◆ Ham veri
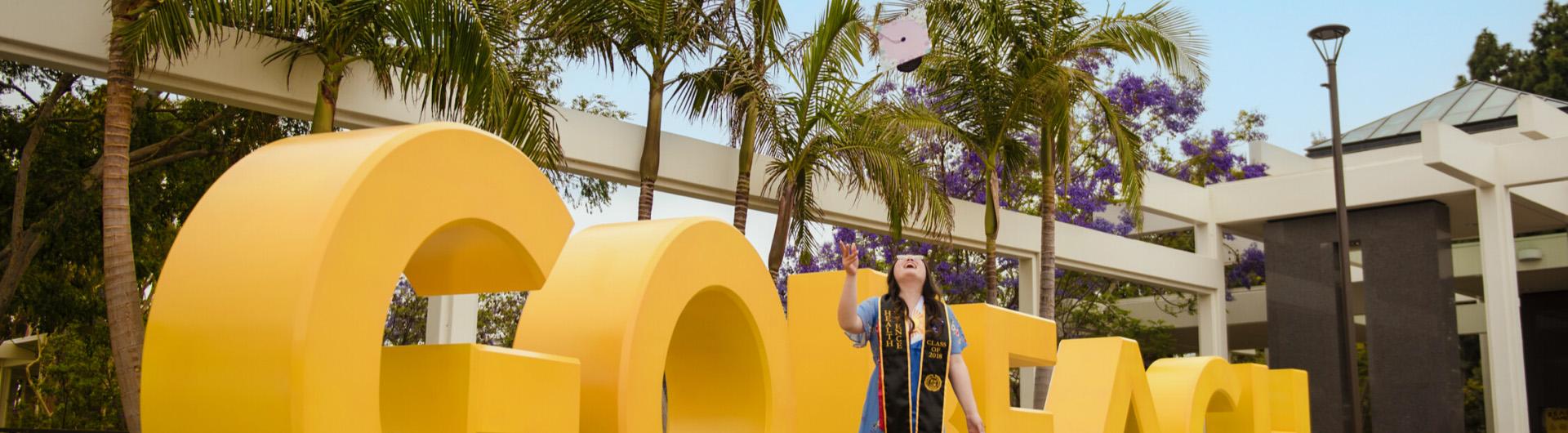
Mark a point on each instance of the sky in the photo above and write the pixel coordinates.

---

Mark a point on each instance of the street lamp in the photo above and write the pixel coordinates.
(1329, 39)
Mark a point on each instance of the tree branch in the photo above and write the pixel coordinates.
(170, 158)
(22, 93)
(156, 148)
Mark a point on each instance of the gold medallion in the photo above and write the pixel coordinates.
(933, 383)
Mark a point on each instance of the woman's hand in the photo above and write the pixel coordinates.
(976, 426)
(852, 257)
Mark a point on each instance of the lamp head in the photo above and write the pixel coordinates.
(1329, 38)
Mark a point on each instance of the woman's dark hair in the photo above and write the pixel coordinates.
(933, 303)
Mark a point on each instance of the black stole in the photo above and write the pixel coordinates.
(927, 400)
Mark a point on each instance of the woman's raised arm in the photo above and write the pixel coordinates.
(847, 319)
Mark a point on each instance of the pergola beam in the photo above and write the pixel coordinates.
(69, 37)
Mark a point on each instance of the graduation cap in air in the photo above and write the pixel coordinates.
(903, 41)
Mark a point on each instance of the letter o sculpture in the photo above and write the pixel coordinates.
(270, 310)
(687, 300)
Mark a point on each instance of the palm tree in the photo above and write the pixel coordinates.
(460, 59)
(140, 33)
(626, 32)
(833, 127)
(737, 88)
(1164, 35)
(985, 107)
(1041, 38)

---

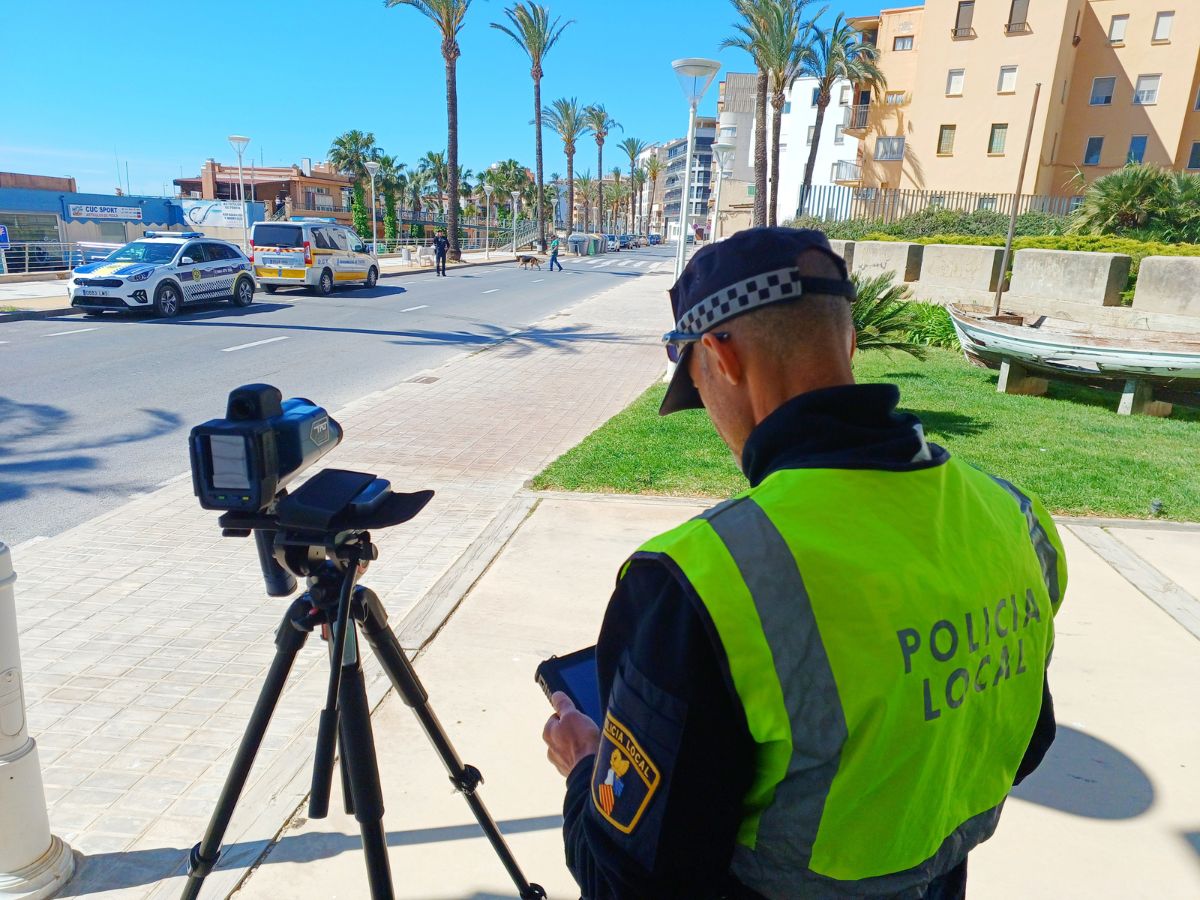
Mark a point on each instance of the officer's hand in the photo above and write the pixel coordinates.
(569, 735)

◆ Yapılacak iş
Yukarıdaki kayıtlarda "woman" kelimesinin geçtiği bütün satırları gösterin. Büyük ve küçük harf farkı dikkate alınmalıdır.

◆ Tam yanıt
Mark a point on each instance of the woman's hand in the photo above and write the pixel coordinates.
Mark a point on each instance of the woman's dark hair in the photo above and write the pixel coordinates.
Mark a point on each instance of the woman's raised arm in the photo above and write the pixel coordinates.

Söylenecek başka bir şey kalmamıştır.